* [Tasks and exercises]
A – Decide whether each statement below agrees with the pediatric genitalia trauma abstract. (i) The database search covered the years 2007 through 2015. (ii) Most of the patients identified with genitalia trauma were adolescents. (iii) A larger share of adolescent patients than pediatric patients with vaginal trauma required repair. Answer yes or no for each and quote the deciding words from the abstract.
B – According to the pediatric genitalia trauma abstract, what age range defined the adolescent group?
C – Resume the pediatric genitalia trauma abstract, starting right after its last sentence.

Pediatric genitalia injury represents 0.6% of all pediatric trauma. It is crucial for providers to understand whether pediatric patients are at risk for violent mechanisms, such as rape, assault, or other abuse. Therefore, we sought to perform a large database analysis of pediatric and adolescent female genitalia trauma, comparing mechanisms of injury (i.e., sexual abuse) and need for operative intervention between adolescent and pediatric cohorts.


The National Trauma Data Bank was queried (years 2007-2015) for female patients ≤ 16 years old with external genitalia (vaginal or vulvar) trauma. Two groups were compared: pediatrics (< 12 years old) and adolescents (12-16 years old).


Out of 303,992 female patients, 3206 (1.1%) were identified to have genitalia trauma with the majority being pediatric patients (92.1%) and with injury to the vagina (62.6%). Pediatric patients with vaginal injury were less likely to be victims of rape (4.1% vs. 17.3%, p < 0.001) and assault (2.1% vs. 7.2%, p < 0.001) but more likely to be victims of other abuse (9.5% vs. 3.4%, p = 0.003). More of the adolescent patients with vaginal trauma required repair (58.7% vs. 43.2%, p < 0.001). Pediatric patients with injury to the vulva were less likely to be victims of rape (0.7% vs. 2.8%, p = 0.01) and motor vehicle accidents (4.2% vs. 11.0%, p < 0.001).

* [Exercise data]
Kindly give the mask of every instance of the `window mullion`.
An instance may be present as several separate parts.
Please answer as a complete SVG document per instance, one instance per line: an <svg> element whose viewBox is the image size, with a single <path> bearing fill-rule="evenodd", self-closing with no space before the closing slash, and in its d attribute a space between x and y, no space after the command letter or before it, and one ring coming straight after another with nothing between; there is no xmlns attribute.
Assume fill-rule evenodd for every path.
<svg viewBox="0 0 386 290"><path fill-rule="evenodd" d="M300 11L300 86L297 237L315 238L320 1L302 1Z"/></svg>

* [Answers by item number]
A –
(i) Yes: "The National Trauma Data Bank was queried (years 2007-2015)"
(ii) No: "with the majority being pediatric patients (92.1%)"
(iii) Yes: "More of the adolescent patients with vaginal trauma required repair (58.7% vs. 43.2%, p < 0.001)"

B – 12 to 16 years old.

C –
Genitalia trauma occurs in 1.1% of pediatric and adolescent trauma cases with the vagina being more commonly injured compared to the vulva. Adolescent patients with vaginal injuries were more likely to be victims of rape and assault and required repair more often, while those with vulvar injuries were more likely due to motor vehicle accidents. Health care providers must be aware of these at-risk populations and the differences between them to identify female victims of violence and provide resources to assist with recovery.